As I’ve said before on BreakPoint, the Obama administration is planning to revoke the Bush-era “conscience clause” that protects health-care workers from having to perform procedures that violate their conscience—procedures like abortion.
A leading post-modern scholar, Professor Stanley Fish, defended Obama’s stance recently in the New York Times. Fish’s reasoning should disturb anyone who believes that human rights come from a higher source than government.
Fish’s argument relies on 17th-century English philosopher Thomas Hobbes. To Hobbes’s, “the Law is the public Conscience” and must take precedence over the judgments of an individual’s “private Conscience” so that government can maintain order.
Fish points out that the U.S. Supreme Court “has ruled that when the personal imperatives of one’s religion or morality lead to actions in violation of generally applicable laws—laws not promulgated that is, with the intention of affronting anyone’s conscience—the violations will not be allowed and will certainly not be celebrated.”
Well, that’s true to a point. But Fish is being disingenuous when he speaks of “laws not promulgated with the intention of affronting anyone’s conscience.” Of course laws aren’t passed deliberately to offend people, unless the lawmakers are deranged. But there are undeniably cases in which the law attempts to force decent people to act against their conscience in matters of justice and human rights.
Has Fish forgotten that this country used to have a law forcing the return of escaped slaves? Today, we rightly regard people who disobeyed that law as heroes. While the ownership and mistreatment of human beings may have been legal, it was immoral to the core.
It is also immoral for human beings to be involved in the deliberate taking of innocent human lives. As Professor J. Budziszewski notes, that is one of those things “we can’t not know.” And we know it because there is an authority higher than human government from which we derive our rights, and that authority has written His law on every human heart.
The principle is set forth in the Declaration of Independence, the cornerstone of American government: “we hold these truths to be self-evident, that all men are created equal, that they are endowed by their Creator with certain unalienable Rights, that among these are Life, Liberty and the pursuit of Happiness.”
When health-care professionals refuse to perform or assist in an abortion because it violates their conscience, they are obeying a Higher Authority and His laws—the laws to which He holds every human being.

----------------------------------------

INSTRUCTIONS TO FOLLOW: In the commentary on the conscience clause, which philosopher's ideas does Stanley Fish's argument rely on?

----------------------------------------

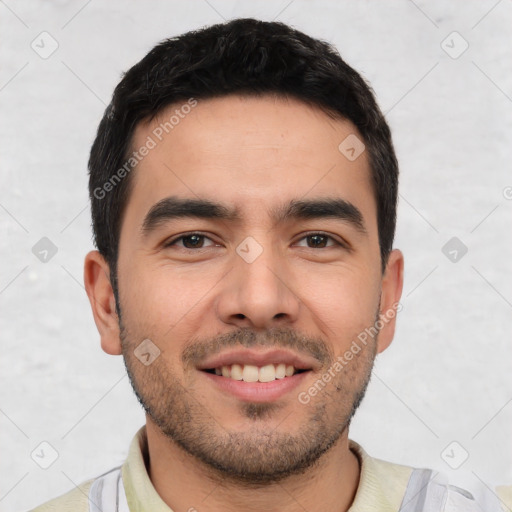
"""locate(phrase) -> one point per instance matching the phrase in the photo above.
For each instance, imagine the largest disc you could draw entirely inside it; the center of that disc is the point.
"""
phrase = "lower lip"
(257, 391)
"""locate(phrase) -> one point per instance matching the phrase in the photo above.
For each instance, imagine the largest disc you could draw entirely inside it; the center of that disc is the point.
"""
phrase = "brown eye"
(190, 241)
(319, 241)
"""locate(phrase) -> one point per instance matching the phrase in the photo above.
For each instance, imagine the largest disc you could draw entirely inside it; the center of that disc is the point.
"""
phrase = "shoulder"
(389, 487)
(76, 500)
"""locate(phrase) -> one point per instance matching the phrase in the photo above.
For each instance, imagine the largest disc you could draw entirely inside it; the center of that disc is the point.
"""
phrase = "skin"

----------------------------------------

RESPONSE BOX: Thomas Hobbes, the 17th-century English philosopher.